Extract:
--- begin ---

In 2016 Forbes Magazine found that although art sales were down in galleries, "online sales were booming." Growth was 20% 2 years ago and up 24% last year. Researchers predict online art sales will take over the brick and mortar standards we see today...

In 2016 Forbes Magazine found that although art sales were down in galleries, "online sales were booming." I found that statistic about a year ago while researching locations to market my own art online. While I was making sales here and there and felt like I had a fairly good grip on my online marketing, I still wasn't seeing the return for my hard work.


Let me fill you in here, I wasn't only focusing on my art at the time. I was working about three other jobs. I was taking one on one clients as a personal trainer in the early mornings and evenings, I was teaching group fitness classes at noon, I had my real estate license so that I could act as a personal assistant to my mother for her real estate business and I worked sporadically as a hostess in a restaurant. Being busy made me feel like I was making money. But, by the end of the month I was always exhausted, broke and struggling to put any money into savings... much less pay my bills.


My art always took a backseat, even though it was my dream to paint ever since I was a little girl. I remember one afternoon, I was especially tired after my loonnnnggg day of teaching, working at a desk and scrambling to finish a custom piece for a client when I opened two of paychecks -- one from the gym and the other from my restaurant job. They couldn't even pay my car payment together! All of that hard work, getting up before the crack of dawn, staying past 10:00PM to bus late tables... and this is all I got?

--- end ---

Information given:

--- begin ---

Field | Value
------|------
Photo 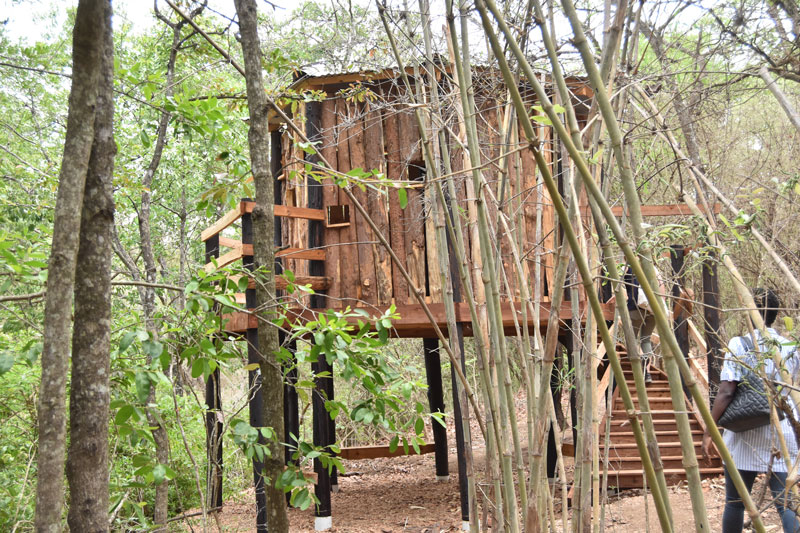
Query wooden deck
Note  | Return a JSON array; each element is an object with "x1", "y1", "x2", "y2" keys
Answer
[{"x1": 222, "y1": 302, "x2": 614, "y2": 338}]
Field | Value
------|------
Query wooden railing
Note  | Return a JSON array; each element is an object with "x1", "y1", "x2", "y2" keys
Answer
[{"x1": 200, "y1": 200, "x2": 325, "y2": 241}]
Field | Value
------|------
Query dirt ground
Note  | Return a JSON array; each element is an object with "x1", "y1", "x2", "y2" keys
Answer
[{"x1": 184, "y1": 449, "x2": 780, "y2": 533}]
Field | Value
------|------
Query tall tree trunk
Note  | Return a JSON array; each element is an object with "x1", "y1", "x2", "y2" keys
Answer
[
  {"x1": 35, "y1": 0, "x2": 106, "y2": 532},
  {"x1": 234, "y1": 0, "x2": 289, "y2": 533},
  {"x1": 67, "y1": 3, "x2": 117, "y2": 532}
]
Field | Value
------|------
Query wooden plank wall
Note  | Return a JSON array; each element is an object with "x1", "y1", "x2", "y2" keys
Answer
[{"x1": 294, "y1": 80, "x2": 556, "y2": 308}]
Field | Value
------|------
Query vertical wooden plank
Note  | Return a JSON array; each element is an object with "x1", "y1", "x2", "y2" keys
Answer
[
  {"x1": 305, "y1": 102, "x2": 328, "y2": 309},
  {"x1": 336, "y1": 98, "x2": 361, "y2": 305},
  {"x1": 347, "y1": 102, "x2": 378, "y2": 305},
  {"x1": 384, "y1": 102, "x2": 408, "y2": 304},
  {"x1": 320, "y1": 93, "x2": 341, "y2": 308},
  {"x1": 364, "y1": 102, "x2": 392, "y2": 305}
]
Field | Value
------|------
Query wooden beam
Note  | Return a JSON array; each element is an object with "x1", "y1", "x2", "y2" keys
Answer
[
  {"x1": 204, "y1": 245, "x2": 325, "y2": 272},
  {"x1": 225, "y1": 302, "x2": 616, "y2": 334},
  {"x1": 203, "y1": 244, "x2": 253, "y2": 272},
  {"x1": 200, "y1": 200, "x2": 325, "y2": 242},
  {"x1": 200, "y1": 202, "x2": 244, "y2": 241},
  {"x1": 611, "y1": 203, "x2": 722, "y2": 217},
  {"x1": 228, "y1": 274, "x2": 333, "y2": 291},
  {"x1": 339, "y1": 444, "x2": 434, "y2": 461},
  {"x1": 219, "y1": 235, "x2": 242, "y2": 248},
  {"x1": 275, "y1": 248, "x2": 325, "y2": 261},
  {"x1": 274, "y1": 205, "x2": 325, "y2": 221}
]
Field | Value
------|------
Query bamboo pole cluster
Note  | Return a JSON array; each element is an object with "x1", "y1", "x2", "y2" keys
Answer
[{"x1": 366, "y1": 0, "x2": 797, "y2": 531}]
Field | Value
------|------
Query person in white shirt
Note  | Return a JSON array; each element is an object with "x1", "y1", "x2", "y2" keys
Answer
[{"x1": 702, "y1": 289, "x2": 800, "y2": 533}]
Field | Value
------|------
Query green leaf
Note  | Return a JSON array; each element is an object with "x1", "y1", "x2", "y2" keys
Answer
[
  {"x1": 119, "y1": 331, "x2": 136, "y2": 353},
  {"x1": 0, "y1": 352, "x2": 14, "y2": 376},
  {"x1": 114, "y1": 405, "x2": 134, "y2": 426},
  {"x1": 134, "y1": 372, "x2": 150, "y2": 403},
  {"x1": 142, "y1": 340, "x2": 164, "y2": 358},
  {"x1": 192, "y1": 357, "x2": 205, "y2": 378},
  {"x1": 153, "y1": 464, "x2": 167, "y2": 485},
  {"x1": 200, "y1": 339, "x2": 217, "y2": 355},
  {"x1": 397, "y1": 189, "x2": 408, "y2": 209},
  {"x1": 139, "y1": 130, "x2": 150, "y2": 148},
  {"x1": 414, "y1": 416, "x2": 425, "y2": 436}
]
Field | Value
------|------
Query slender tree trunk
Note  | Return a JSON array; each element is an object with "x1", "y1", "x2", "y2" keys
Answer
[
  {"x1": 234, "y1": 0, "x2": 289, "y2": 533},
  {"x1": 138, "y1": 21, "x2": 184, "y2": 526},
  {"x1": 67, "y1": 3, "x2": 117, "y2": 532},
  {"x1": 35, "y1": 0, "x2": 105, "y2": 532}
]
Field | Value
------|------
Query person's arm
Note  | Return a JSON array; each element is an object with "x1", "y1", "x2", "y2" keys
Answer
[{"x1": 702, "y1": 381, "x2": 738, "y2": 458}]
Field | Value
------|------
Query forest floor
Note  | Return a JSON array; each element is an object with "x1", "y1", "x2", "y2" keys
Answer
[
  {"x1": 185, "y1": 449, "x2": 780, "y2": 533},
  {"x1": 181, "y1": 360, "x2": 781, "y2": 533}
]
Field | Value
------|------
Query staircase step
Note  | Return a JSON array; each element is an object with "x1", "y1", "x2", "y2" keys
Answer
[
  {"x1": 611, "y1": 408, "x2": 675, "y2": 425},
  {"x1": 611, "y1": 415, "x2": 694, "y2": 433},
  {"x1": 600, "y1": 440, "x2": 702, "y2": 458},
  {"x1": 608, "y1": 454, "x2": 722, "y2": 472},
  {"x1": 609, "y1": 426, "x2": 703, "y2": 445},
  {"x1": 608, "y1": 466, "x2": 722, "y2": 488}
]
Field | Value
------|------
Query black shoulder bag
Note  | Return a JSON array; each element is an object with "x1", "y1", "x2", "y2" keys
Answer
[{"x1": 717, "y1": 335, "x2": 784, "y2": 433}]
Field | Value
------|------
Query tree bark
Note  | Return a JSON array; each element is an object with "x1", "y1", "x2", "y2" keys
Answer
[
  {"x1": 35, "y1": 0, "x2": 106, "y2": 532},
  {"x1": 67, "y1": 3, "x2": 117, "y2": 532},
  {"x1": 234, "y1": 0, "x2": 289, "y2": 533}
]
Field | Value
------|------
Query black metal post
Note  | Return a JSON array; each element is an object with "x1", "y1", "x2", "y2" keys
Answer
[
  {"x1": 242, "y1": 213, "x2": 267, "y2": 533},
  {"x1": 670, "y1": 244, "x2": 692, "y2": 401},
  {"x1": 206, "y1": 235, "x2": 222, "y2": 509}
]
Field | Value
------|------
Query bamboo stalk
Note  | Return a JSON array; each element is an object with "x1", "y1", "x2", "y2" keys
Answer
[{"x1": 476, "y1": 0, "x2": 671, "y2": 531}]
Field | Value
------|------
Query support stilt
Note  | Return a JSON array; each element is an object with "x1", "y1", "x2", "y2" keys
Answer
[
  {"x1": 206, "y1": 235, "x2": 222, "y2": 509},
  {"x1": 311, "y1": 354, "x2": 333, "y2": 531},
  {"x1": 670, "y1": 244, "x2": 692, "y2": 402},
  {"x1": 242, "y1": 207, "x2": 267, "y2": 533},
  {"x1": 422, "y1": 339, "x2": 450, "y2": 481},
  {"x1": 703, "y1": 252, "x2": 723, "y2": 405},
  {"x1": 450, "y1": 323, "x2": 469, "y2": 529}
]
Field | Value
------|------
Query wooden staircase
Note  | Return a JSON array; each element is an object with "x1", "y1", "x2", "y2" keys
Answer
[{"x1": 600, "y1": 346, "x2": 722, "y2": 488}]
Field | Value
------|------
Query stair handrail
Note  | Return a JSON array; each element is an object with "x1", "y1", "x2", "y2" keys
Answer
[{"x1": 686, "y1": 318, "x2": 709, "y2": 390}]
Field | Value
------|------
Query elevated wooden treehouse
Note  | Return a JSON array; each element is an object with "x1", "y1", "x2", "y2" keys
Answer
[{"x1": 202, "y1": 70, "x2": 720, "y2": 528}]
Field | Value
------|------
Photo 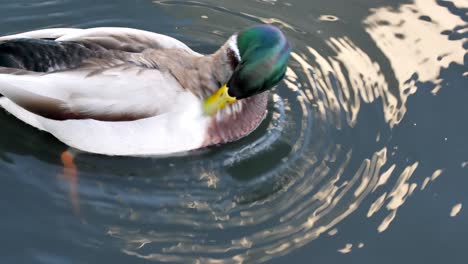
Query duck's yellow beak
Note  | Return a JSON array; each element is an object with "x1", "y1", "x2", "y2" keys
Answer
[{"x1": 203, "y1": 84, "x2": 237, "y2": 115}]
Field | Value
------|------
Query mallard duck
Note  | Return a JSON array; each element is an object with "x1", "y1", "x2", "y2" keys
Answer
[{"x1": 0, "y1": 25, "x2": 291, "y2": 156}]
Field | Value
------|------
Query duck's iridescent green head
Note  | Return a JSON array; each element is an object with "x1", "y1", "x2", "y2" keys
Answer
[
  {"x1": 203, "y1": 25, "x2": 291, "y2": 115},
  {"x1": 227, "y1": 25, "x2": 291, "y2": 99}
]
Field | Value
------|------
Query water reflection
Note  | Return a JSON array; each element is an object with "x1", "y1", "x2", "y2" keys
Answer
[
  {"x1": 98, "y1": 1, "x2": 464, "y2": 263},
  {"x1": 0, "y1": 0, "x2": 466, "y2": 263}
]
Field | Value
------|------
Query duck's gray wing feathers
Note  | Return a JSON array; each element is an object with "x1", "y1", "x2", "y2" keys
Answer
[{"x1": 0, "y1": 27, "x2": 198, "y2": 55}]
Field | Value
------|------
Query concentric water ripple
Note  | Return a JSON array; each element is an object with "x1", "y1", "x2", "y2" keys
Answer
[{"x1": 2, "y1": 0, "x2": 466, "y2": 263}]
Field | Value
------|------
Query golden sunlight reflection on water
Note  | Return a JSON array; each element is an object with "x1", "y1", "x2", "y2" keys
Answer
[{"x1": 98, "y1": 0, "x2": 465, "y2": 263}]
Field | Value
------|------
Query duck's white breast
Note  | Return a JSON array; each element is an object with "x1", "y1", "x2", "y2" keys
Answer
[{"x1": 0, "y1": 92, "x2": 209, "y2": 156}]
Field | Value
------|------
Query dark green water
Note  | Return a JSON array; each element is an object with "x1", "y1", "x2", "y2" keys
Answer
[{"x1": 0, "y1": 0, "x2": 468, "y2": 264}]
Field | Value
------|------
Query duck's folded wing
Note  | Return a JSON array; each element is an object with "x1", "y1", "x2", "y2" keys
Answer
[
  {"x1": 0, "y1": 27, "x2": 198, "y2": 54},
  {"x1": 0, "y1": 63, "x2": 193, "y2": 121}
]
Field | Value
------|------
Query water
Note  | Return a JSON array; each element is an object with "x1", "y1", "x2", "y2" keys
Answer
[{"x1": 0, "y1": 0, "x2": 468, "y2": 263}]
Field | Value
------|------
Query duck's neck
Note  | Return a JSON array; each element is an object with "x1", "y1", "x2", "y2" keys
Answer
[
  {"x1": 198, "y1": 35, "x2": 268, "y2": 146},
  {"x1": 196, "y1": 35, "x2": 241, "y2": 98}
]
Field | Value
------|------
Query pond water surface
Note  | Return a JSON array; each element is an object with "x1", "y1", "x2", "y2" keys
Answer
[{"x1": 0, "y1": 0, "x2": 468, "y2": 263}]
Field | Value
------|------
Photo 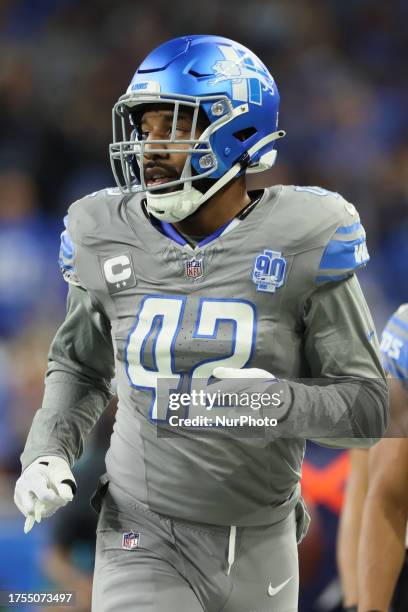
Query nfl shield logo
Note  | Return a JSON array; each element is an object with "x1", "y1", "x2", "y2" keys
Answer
[
  {"x1": 122, "y1": 531, "x2": 140, "y2": 550},
  {"x1": 186, "y1": 257, "x2": 204, "y2": 280}
]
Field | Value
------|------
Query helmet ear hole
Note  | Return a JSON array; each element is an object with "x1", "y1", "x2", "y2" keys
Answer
[{"x1": 233, "y1": 127, "x2": 258, "y2": 142}]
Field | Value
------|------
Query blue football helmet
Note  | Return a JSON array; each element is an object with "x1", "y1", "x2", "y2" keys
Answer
[{"x1": 109, "y1": 35, "x2": 285, "y2": 222}]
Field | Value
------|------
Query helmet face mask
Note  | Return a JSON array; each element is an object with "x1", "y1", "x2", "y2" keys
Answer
[{"x1": 109, "y1": 36, "x2": 284, "y2": 221}]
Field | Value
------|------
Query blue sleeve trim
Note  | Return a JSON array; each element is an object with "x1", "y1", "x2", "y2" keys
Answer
[
  {"x1": 58, "y1": 215, "x2": 81, "y2": 286},
  {"x1": 383, "y1": 356, "x2": 408, "y2": 383},
  {"x1": 316, "y1": 272, "x2": 351, "y2": 283},
  {"x1": 319, "y1": 236, "x2": 370, "y2": 271},
  {"x1": 389, "y1": 315, "x2": 408, "y2": 332},
  {"x1": 336, "y1": 221, "x2": 365, "y2": 236}
]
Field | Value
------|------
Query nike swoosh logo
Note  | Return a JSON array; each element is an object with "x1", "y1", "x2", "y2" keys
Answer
[{"x1": 268, "y1": 576, "x2": 292, "y2": 597}]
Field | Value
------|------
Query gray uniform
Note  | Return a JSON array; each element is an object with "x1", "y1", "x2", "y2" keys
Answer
[{"x1": 22, "y1": 186, "x2": 387, "y2": 610}]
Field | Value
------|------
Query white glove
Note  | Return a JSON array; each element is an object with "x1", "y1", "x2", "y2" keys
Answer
[
  {"x1": 213, "y1": 367, "x2": 277, "y2": 380},
  {"x1": 14, "y1": 455, "x2": 76, "y2": 533}
]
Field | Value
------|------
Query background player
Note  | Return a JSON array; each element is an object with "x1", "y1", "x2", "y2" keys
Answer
[
  {"x1": 16, "y1": 36, "x2": 386, "y2": 611},
  {"x1": 338, "y1": 304, "x2": 408, "y2": 612}
]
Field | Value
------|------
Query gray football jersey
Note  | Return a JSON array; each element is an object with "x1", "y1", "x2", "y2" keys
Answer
[{"x1": 20, "y1": 186, "x2": 385, "y2": 525}]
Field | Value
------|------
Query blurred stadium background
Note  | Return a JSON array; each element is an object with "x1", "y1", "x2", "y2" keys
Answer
[{"x1": 0, "y1": 0, "x2": 408, "y2": 612}]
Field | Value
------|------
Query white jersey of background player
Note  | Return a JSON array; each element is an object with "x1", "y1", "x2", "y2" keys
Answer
[{"x1": 16, "y1": 36, "x2": 386, "y2": 612}]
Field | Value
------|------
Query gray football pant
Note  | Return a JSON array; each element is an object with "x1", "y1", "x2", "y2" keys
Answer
[{"x1": 92, "y1": 483, "x2": 299, "y2": 612}]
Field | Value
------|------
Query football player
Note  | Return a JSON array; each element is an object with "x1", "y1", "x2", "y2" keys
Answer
[
  {"x1": 338, "y1": 304, "x2": 408, "y2": 612},
  {"x1": 15, "y1": 36, "x2": 387, "y2": 612},
  {"x1": 339, "y1": 304, "x2": 408, "y2": 612}
]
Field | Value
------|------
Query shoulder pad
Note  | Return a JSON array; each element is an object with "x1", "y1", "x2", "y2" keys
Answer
[
  {"x1": 58, "y1": 215, "x2": 81, "y2": 287},
  {"x1": 381, "y1": 304, "x2": 408, "y2": 390},
  {"x1": 288, "y1": 187, "x2": 370, "y2": 285},
  {"x1": 68, "y1": 188, "x2": 142, "y2": 247}
]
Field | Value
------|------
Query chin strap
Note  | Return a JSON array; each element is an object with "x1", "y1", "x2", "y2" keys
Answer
[{"x1": 146, "y1": 130, "x2": 286, "y2": 223}]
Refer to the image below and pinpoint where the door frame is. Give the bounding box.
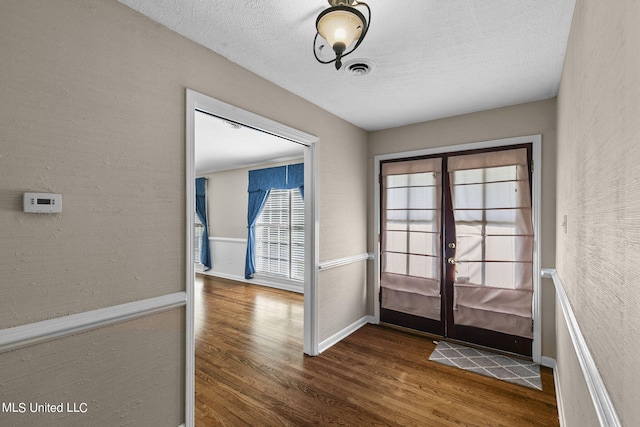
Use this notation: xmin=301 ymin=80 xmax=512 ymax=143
xmin=185 ymin=89 xmax=320 ymax=426
xmin=373 ymin=134 xmax=542 ymax=363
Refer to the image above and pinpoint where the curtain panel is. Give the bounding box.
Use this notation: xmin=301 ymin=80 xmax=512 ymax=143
xmin=244 ymin=163 xmax=304 ymax=279
xmin=448 ymin=148 xmax=534 ymax=338
xmin=196 ymin=178 xmax=211 ymax=270
xmin=380 ymin=158 xmax=442 ymax=320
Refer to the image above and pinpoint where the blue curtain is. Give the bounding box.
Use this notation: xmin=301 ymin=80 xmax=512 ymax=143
xmin=196 ymin=178 xmax=211 ymax=270
xmin=244 ymin=163 xmax=304 ymax=279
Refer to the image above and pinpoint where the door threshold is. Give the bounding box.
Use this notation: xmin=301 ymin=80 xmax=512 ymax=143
xmin=441 ymin=338 xmax=533 ymax=362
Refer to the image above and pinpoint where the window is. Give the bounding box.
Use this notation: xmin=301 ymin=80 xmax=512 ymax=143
xmin=255 ymin=189 xmax=304 ymax=281
xmin=193 ymin=214 xmax=204 ymax=265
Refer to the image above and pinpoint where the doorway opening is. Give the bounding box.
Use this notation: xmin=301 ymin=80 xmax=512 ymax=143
xmin=185 ymin=89 xmax=319 ymax=425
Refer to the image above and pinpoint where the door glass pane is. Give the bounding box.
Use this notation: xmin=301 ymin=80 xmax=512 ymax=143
xmin=381 ymin=159 xmax=442 ymax=320
xmin=448 ymin=149 xmax=533 ymax=338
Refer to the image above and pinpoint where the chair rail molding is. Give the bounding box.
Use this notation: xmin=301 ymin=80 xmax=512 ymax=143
xmin=542 ymin=268 xmax=622 ymax=427
xmin=0 ymin=292 xmax=187 ymax=353
xmin=318 ymin=253 xmax=373 ymax=271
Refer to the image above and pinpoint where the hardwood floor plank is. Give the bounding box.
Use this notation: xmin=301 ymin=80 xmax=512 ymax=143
xmin=195 ymin=276 xmax=559 ymax=427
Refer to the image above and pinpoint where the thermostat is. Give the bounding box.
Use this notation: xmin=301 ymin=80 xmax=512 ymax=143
xmin=23 ymin=193 xmax=62 ymax=213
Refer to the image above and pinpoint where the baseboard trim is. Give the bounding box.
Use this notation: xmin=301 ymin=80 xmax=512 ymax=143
xmin=0 ymin=292 xmax=187 ymax=353
xmin=318 ymin=253 xmax=373 ymax=270
xmin=318 ymin=316 xmax=375 ymax=354
xmin=553 ymin=366 xmax=567 ymax=427
xmin=542 ymin=269 xmax=622 ymax=427
xmin=196 ymin=270 xmax=304 ymax=294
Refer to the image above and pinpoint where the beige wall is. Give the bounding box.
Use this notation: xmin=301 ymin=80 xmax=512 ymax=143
xmin=368 ymin=99 xmax=556 ymax=358
xmin=0 ymin=0 xmax=366 ymax=425
xmin=202 ymin=159 xmax=304 ymax=239
xmin=556 ymin=0 xmax=640 ymax=426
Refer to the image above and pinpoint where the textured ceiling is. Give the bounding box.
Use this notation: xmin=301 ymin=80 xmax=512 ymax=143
xmin=119 ymin=0 xmax=574 ymax=130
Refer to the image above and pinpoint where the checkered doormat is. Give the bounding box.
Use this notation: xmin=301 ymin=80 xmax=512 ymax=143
xmin=429 ymin=341 xmax=542 ymax=390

--- end ---

Stated goal 1: Reproduce everything from "Let me fill" down to "pay my bills." in the online art sales passage, swapping "personal trainer" for "fitness coach".
Stated goal 2: List the kinds of work, other than painting, that the writer of the online art sales passage describes doing.

Right answer 1:
Let me fill you in here, I wasn't only focusing on my art at the time. I was working about three other jobs. I was taking one on one clients as a fitness coach in the early mornings and evenings, I was teaching group fitness classes at noon, I had my real estate license so that I could act as a personal assistant to my mother for her real estate business and I worked sporadically as a hostess in a restaurant. Being busy made me feel like I was making money. But, by the end of the month I was always exhausted, broke and struggling to put any money into savings... much less pay my bills.

Right answer 2:
- Personal trainer for one-on-one clients in the early mornings and evenings
- Group fitness class instructor at noon
- Personal assistant to the writer's mother for her real estate business
- Restaurant hostess